TEXT SECTION:
* begin *
GENRE: Rock ’em, sock ’em robots

THE PITCH: The Autobots, those heroic space robots, must protect Sam Witwicky (Shia LeBeouf) from the evil Decepticons when the all-American teen journeys from college campus to Egyptian desert to find an Earth-shaking artifact called the Matrix of Leadership. No, really.

MONEY SHOTS: Cool robot shapes include a mechanical tiger; a parasitical satellite; a flat, origami-like thief; and the giant Devastator made of multiple pieces of construction equipment. Decepticons rain from the sky and destroy an aircraft carrier. Some of the battles are great in theory — like Autobot leader Optimus Prime brawling with three Decepticons in a forest — but the robots have so many moving parts, and there’s so much editing and camera movement that watching the fight scenes is like trying to watch rollercoasters screw.

WORST LINE: “You’ll always be my first car,” Sam tells the Camaro-robot Bumblebee in a dopey semi-break-up scene that is, nonetheless, less boring than a subplot over whether Sam will say “I love you” to his mechanically inclined girlfriend Mikaela (Megan Fox).

MOST UNINTENTIONALLY FUNNY LINE: “Earth! Birthplace of the human race!” announces Optimus Prime in the film’s first words. But you could pick lines at random, and they’d still probably be pretty amusing.

MOST INTENTIONALLY FUNNY LINE: “What you are about to see is top secret. Don’t tell my mother,” announces John Turturro’s squirrelly spy-turned-conspiracy theorist. Turturro’s half-hinged performance is the film's cleverest, most focused quality.

BODY COUNT: Decepticon attacks on the human race cost more than 7,000 lives, according to a newscaster. Few humans are actually shown being killed, except for a caveman stomped in the prologue. The Transformers suffer various stabbings, shootings and smashings, but it’s hard to know what qualifies as a fatal injury for a hunk of metal.

FLESH FACTOR: Megan Fox wiggles into a short dress outside Sam’s garage. Suspiciously amorous co-ed Alice (Isabel Lucas) reveals a lot of thigh and cleavage. We actually see less of Fox or Lucas than we do of Turturro, thanks to a low-angle close-up of him wearing of his jockstrap — from both sides. (Good luck with that in IMAX.) Also: wrecking-ball-sized robot “scrotum.”
* end *
WRITTEN INSTRUCTION 1:
Reproduce the review from "THE PITCH: The" to "Leadership. No, really.".

SUPPLIED ENTRIES:
* begin *
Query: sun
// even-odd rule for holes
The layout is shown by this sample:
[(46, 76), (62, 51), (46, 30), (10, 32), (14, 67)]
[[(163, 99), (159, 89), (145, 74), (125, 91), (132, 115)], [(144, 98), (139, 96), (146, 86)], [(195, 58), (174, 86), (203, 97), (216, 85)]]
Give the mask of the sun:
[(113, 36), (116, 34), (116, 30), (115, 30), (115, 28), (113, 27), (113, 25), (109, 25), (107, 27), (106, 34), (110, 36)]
* end *
* begin *
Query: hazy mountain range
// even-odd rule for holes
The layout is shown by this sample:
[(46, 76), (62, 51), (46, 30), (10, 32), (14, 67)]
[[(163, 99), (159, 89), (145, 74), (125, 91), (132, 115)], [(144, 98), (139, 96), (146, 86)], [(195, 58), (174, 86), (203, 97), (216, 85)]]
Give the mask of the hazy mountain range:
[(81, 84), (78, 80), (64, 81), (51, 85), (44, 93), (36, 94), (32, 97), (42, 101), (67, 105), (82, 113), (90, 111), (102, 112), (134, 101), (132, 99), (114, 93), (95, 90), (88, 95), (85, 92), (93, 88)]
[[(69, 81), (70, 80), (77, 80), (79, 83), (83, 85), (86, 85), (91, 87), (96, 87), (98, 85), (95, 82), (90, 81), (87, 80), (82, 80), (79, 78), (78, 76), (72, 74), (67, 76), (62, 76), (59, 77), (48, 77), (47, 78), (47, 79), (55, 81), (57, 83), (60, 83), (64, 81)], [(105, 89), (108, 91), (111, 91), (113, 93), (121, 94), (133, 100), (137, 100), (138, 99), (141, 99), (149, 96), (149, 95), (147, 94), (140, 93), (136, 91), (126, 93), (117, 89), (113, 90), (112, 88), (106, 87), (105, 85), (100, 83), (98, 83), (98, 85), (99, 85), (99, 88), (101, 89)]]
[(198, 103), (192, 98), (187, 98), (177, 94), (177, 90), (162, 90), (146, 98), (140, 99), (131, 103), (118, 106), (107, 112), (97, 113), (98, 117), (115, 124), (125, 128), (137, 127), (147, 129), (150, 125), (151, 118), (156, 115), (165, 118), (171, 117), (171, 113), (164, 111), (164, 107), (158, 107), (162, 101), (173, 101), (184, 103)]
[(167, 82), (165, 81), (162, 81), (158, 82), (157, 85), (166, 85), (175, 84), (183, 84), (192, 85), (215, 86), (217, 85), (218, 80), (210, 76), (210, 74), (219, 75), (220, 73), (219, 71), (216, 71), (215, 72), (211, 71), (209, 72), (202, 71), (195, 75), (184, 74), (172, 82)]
* end *
WRITTEN INSTRUCTION 2:
Write out the lines of the records from the line with "Query: hazy mountain range" to the line with "Give the mask of the hazy", including both of those lines.

EXERCISE RESULT 1:
THE PITCH: The Autobots, those heroic space robots, must protect Sam Witwicky (Shia LeBeouf) from the evil Decepticons when the all-American teen journeys from college campus to Egyptian desert to find an Earth-shaking artifact called the Matrix of Leadership. No, really.

EXERCISE RESULT 2:
Query: hazy mountain range
// even-odd rule for holes
The layout is shown by this sample:
[(46, 76), (62, 51), (46, 30), (10, 32), (14, 67)]
[[(163, 99), (159, 89), (145, 74), (125, 91), (132, 115)], [(144, 98), (139, 96), (146, 86)], [(195, 58), (174, 86), (203, 97), (216, 85)]]
Give the mask of the hazy mountain range:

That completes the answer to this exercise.